What is required — Gather every line below that contains the word "outer", and copy each one in full. Case counts.

•••

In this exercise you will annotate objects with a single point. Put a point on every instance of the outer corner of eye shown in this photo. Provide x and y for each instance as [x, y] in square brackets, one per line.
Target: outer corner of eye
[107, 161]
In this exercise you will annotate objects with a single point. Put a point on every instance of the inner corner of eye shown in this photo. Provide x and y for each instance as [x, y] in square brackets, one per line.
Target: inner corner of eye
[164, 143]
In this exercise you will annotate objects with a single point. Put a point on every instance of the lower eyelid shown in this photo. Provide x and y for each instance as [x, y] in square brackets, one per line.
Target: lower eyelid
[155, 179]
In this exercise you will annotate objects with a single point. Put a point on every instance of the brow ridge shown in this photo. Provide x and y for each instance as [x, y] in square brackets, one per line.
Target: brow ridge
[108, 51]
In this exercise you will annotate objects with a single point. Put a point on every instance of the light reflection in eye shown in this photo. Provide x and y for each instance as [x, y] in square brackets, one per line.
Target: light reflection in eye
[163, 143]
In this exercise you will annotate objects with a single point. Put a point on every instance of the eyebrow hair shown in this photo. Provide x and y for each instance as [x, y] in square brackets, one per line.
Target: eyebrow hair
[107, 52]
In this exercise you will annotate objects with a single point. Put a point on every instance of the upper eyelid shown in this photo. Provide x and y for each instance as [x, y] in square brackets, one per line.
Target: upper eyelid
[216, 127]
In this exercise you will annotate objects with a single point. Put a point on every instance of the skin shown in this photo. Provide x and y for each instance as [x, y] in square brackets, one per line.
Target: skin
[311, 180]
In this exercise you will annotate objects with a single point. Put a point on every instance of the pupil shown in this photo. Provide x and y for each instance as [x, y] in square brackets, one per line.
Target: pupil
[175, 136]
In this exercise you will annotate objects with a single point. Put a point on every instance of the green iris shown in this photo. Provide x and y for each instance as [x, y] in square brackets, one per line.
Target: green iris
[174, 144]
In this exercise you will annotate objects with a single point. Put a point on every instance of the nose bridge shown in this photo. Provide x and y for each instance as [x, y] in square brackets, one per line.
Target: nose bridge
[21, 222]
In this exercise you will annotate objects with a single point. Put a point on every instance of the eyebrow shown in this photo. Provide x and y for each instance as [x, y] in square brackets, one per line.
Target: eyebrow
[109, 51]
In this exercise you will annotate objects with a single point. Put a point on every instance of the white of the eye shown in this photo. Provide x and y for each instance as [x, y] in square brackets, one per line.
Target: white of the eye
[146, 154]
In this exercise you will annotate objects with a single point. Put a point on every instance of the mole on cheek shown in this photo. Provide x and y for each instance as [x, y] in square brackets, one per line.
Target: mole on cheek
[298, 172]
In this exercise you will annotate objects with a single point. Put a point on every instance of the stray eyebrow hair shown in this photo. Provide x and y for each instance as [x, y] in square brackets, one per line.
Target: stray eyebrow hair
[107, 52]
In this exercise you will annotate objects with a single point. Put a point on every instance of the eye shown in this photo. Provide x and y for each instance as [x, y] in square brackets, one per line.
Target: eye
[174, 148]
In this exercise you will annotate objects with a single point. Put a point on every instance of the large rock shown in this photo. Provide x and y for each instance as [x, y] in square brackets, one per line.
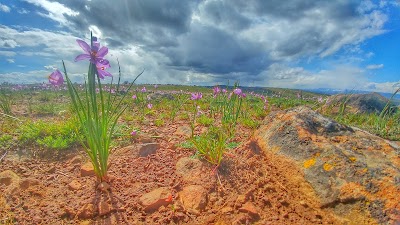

•••

Completed task —
In this exercise you will annotate objects with a single point. Put a point on every instance of the outer corner of eye shown in this photo. Provide x and y for each instance as [x, y] in square brackets, one per line.
Target: outer corner of eye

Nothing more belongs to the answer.